> [WHAT TO PRODUCE]:
Write out, exactly and in full, the line where "Spot the orange" appears together with all lines that follow it in the entries below. Do not include pictures.

> [Dataset entries]:
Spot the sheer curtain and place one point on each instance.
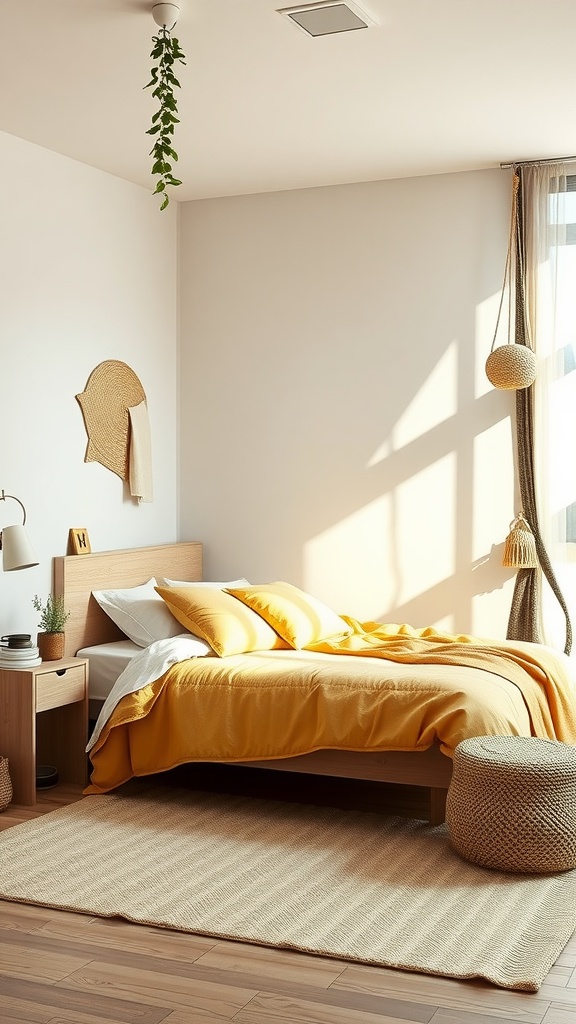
(548, 215)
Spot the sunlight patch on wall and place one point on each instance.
(350, 564)
(435, 401)
(424, 524)
(391, 551)
(493, 474)
(486, 315)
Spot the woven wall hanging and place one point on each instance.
(511, 366)
(111, 390)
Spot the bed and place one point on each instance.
(77, 577)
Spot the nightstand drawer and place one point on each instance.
(56, 688)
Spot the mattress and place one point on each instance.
(107, 662)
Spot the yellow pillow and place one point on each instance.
(297, 616)
(227, 625)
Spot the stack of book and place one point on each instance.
(19, 657)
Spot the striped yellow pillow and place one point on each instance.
(297, 616)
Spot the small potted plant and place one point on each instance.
(52, 621)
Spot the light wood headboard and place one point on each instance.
(77, 576)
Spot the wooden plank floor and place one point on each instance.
(62, 968)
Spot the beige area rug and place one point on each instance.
(344, 884)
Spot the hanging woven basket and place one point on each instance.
(511, 367)
(520, 546)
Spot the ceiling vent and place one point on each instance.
(328, 17)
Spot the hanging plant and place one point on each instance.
(166, 52)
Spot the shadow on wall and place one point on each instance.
(351, 442)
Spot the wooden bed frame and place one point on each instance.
(77, 576)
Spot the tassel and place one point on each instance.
(520, 546)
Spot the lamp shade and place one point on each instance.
(16, 549)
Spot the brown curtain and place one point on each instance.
(524, 617)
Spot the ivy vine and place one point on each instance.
(166, 52)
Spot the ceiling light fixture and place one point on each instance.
(328, 17)
(166, 14)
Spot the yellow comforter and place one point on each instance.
(383, 688)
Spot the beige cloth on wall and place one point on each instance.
(140, 454)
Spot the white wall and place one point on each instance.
(337, 429)
(87, 273)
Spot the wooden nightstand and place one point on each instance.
(44, 720)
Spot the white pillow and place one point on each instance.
(193, 583)
(139, 612)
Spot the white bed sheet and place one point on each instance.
(107, 663)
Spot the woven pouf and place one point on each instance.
(511, 804)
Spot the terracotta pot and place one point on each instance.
(50, 646)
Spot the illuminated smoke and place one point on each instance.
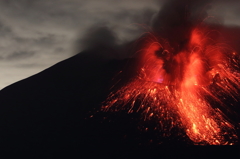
(183, 75)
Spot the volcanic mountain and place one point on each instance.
(58, 111)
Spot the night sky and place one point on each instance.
(35, 34)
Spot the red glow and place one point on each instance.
(178, 83)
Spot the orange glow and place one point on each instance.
(175, 86)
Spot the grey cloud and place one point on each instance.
(19, 55)
(4, 30)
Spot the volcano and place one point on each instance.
(176, 96)
(59, 110)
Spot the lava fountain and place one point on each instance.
(186, 88)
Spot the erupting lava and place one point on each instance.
(184, 87)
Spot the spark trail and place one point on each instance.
(180, 87)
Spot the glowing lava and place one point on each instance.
(180, 86)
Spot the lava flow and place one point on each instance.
(184, 89)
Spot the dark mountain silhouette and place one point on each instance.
(57, 112)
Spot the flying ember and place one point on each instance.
(184, 87)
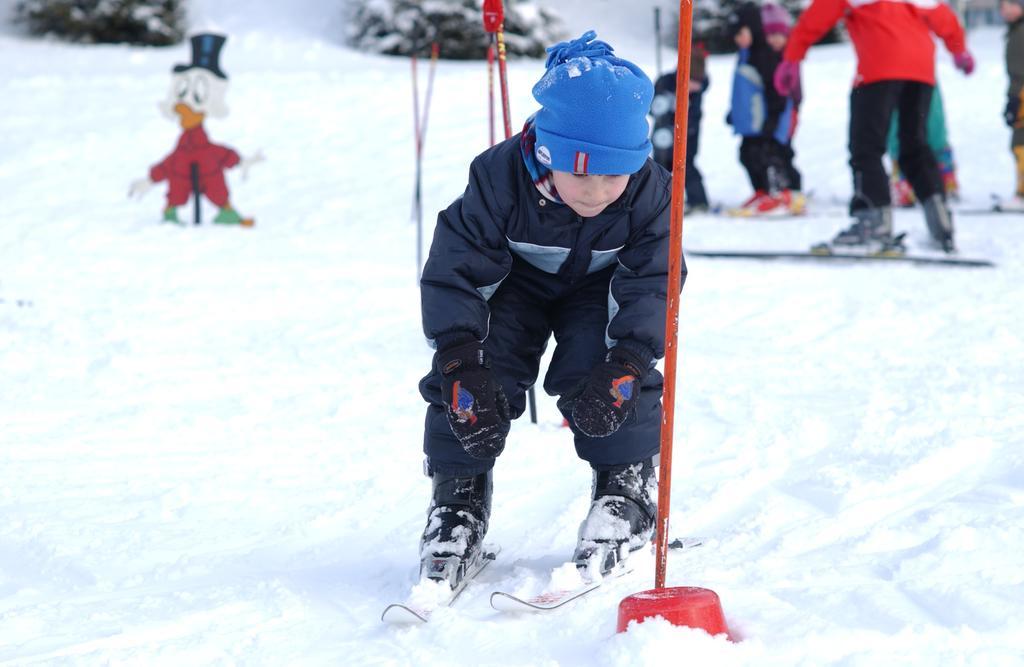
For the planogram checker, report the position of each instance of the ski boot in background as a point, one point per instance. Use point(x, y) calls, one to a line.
point(870, 232)
point(457, 520)
point(900, 191)
point(171, 215)
point(760, 203)
point(227, 215)
point(795, 201)
point(622, 517)
point(940, 221)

> [FINAL ANSWER]:
Spot the orange glow and place one point on each instance.
(175, 86)
Spot the grey cloud and place one point on each instance.
(19, 55)
(4, 30)
Spot the volcano and place one point on each instance.
(176, 96)
(59, 110)
Spot the lava fountain and place one point on each instance.
(186, 88)
Spot the erupting lava and place one point on each instance.
(184, 87)
Spot the spark trail and place one point on each instance.
(180, 87)
Spot the glowing lava and place one point on each instance.
(180, 86)
Spot the lava flow and place one point on each instance.
(184, 89)
Spot the dark mountain silhouette and place one point on each instance.
(57, 112)
Spot the flying ember and place one point on each instance.
(184, 87)
For the planogram checker, report the position of each instance of the ski boot in background as a point, one point per instance. Use point(x, y) calls, one to a line.
point(870, 232)
point(457, 520)
point(900, 191)
point(171, 215)
point(760, 203)
point(227, 215)
point(795, 201)
point(622, 517)
point(940, 221)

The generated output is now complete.